Task objective: Quote all of the entries word for word.

Records provided:
══════════════════════════════

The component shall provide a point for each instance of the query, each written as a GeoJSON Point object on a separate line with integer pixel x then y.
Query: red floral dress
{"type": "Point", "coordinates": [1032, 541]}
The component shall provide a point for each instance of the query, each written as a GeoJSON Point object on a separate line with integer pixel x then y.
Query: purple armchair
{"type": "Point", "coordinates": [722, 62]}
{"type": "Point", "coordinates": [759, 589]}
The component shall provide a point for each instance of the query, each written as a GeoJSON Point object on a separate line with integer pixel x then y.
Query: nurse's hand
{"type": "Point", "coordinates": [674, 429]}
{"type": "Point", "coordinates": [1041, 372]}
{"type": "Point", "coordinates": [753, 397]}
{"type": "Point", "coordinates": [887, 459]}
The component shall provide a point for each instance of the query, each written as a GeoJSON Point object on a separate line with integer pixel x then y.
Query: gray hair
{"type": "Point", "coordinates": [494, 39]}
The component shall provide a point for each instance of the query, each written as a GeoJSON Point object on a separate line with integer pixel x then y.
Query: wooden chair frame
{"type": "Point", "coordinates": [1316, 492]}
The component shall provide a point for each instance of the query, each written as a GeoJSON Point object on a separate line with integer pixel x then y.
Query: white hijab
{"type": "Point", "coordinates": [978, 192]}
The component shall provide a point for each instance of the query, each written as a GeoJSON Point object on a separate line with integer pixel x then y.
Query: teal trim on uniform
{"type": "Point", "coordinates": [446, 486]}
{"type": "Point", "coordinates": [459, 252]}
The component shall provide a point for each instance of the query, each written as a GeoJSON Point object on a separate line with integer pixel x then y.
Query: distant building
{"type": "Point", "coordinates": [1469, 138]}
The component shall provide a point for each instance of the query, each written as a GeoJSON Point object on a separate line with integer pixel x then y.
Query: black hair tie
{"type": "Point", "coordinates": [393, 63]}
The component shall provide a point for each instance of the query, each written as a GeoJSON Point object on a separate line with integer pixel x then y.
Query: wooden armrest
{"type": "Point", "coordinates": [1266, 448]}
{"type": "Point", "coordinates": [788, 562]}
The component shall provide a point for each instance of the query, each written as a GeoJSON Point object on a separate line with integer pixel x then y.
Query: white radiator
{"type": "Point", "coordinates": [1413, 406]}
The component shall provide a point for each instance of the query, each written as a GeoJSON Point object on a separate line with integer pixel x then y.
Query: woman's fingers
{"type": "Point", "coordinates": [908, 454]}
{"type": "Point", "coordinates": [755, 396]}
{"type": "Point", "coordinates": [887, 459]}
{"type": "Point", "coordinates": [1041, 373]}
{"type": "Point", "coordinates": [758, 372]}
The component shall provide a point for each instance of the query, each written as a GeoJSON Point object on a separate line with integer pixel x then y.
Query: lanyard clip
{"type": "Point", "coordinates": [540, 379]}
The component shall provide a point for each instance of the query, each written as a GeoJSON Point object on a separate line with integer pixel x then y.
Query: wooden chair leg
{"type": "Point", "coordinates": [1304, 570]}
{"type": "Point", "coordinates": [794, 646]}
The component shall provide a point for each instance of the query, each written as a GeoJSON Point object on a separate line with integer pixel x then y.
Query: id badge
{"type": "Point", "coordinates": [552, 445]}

══════════════════════════════

Reply:
The component shall provide a point for each instance of the query, each written as a GeoJSON Point object on a separate line with integer pixel x then y.
Query: red floral dress
{"type": "Point", "coordinates": [1032, 541]}
The component shall provide a point for each instance of the query, each written as a GeoJSON Point object on a separate line with integer pixel x then y.
Query: purple armchair
{"type": "Point", "coordinates": [722, 62]}
{"type": "Point", "coordinates": [759, 589]}
The component shall provide a point for each instance of the query, each written as a GeoJSON Point object on a separate line with integer pixel x then y.
Query: nurse's hand
{"type": "Point", "coordinates": [674, 429]}
{"type": "Point", "coordinates": [1041, 372]}
{"type": "Point", "coordinates": [753, 397]}
{"type": "Point", "coordinates": [887, 459]}
The component shall provide a point for each instance of the query, each written as a GeoJSON Point object on a separate line with integer pixel x then y.
Query: gray hair
{"type": "Point", "coordinates": [494, 39]}
The component shall provide a point for each instance of the query, each written as a GeoJSON Point object on a separate line with integer pixel x then y.
Query: wooden chair frame
{"type": "Point", "coordinates": [1316, 492]}
The component shall provide a point for each instance of the query, each written as a GeoJSON Point object on a separate line with integer pixel x then y.
Query: white hijab
{"type": "Point", "coordinates": [978, 192]}
The component shall provide a point for each instance of the query, each written as a GeoJSON Point object on a separate line with integer pixel x then y.
Query: teal trim on uniform
{"type": "Point", "coordinates": [446, 486]}
{"type": "Point", "coordinates": [459, 252]}
The component shall provide a point for each instance of the query, each written as a GeoJSON Point object on a separate line with integer pixel x then y.
Query: distant building
{"type": "Point", "coordinates": [1469, 138]}
The component shall provide a point for each instance of the query, each written as a GeoJSON Point object on a separate line with integer pixel x then y.
Query: black hair tie
{"type": "Point", "coordinates": [393, 63]}
The component shall provide a point for each instance of the query, each written as a GeoJSON Point object on a separate line with integer pixel x then y.
Query: wooden armrest
{"type": "Point", "coordinates": [1266, 448]}
{"type": "Point", "coordinates": [788, 562]}
The component shall provide a point for each instance of the query, each written as a GeoJSON Point object on a separate line with integer pixel x then y.
Query: white radiator
{"type": "Point", "coordinates": [1413, 406]}
The component shall provide a point for each instance of the query, each written as a GeoJSON Point object on a separate line with integer pixel x then y.
Query: woman's fingers
{"type": "Point", "coordinates": [908, 454]}
{"type": "Point", "coordinates": [755, 396]}
{"type": "Point", "coordinates": [887, 459]}
{"type": "Point", "coordinates": [1041, 373]}
{"type": "Point", "coordinates": [758, 372]}
The component shall provide a point for each instance of the query, each written as a GeoJSON Point object on a separate line with integer pixel x then y.
Query: lanyard clip
{"type": "Point", "coordinates": [540, 379]}
The component shall provide a point for each instance of the query, each written as a GeoJSON Point object on a separate line with integer pixel x then y.
Query: wooden chair leg
{"type": "Point", "coordinates": [1304, 570]}
{"type": "Point", "coordinates": [794, 646]}
The component shall provide a point for each instance of the query, each written as a GeoJSON Point object on a separate line with integer pixel x then y.
Query: id badge
{"type": "Point", "coordinates": [552, 445]}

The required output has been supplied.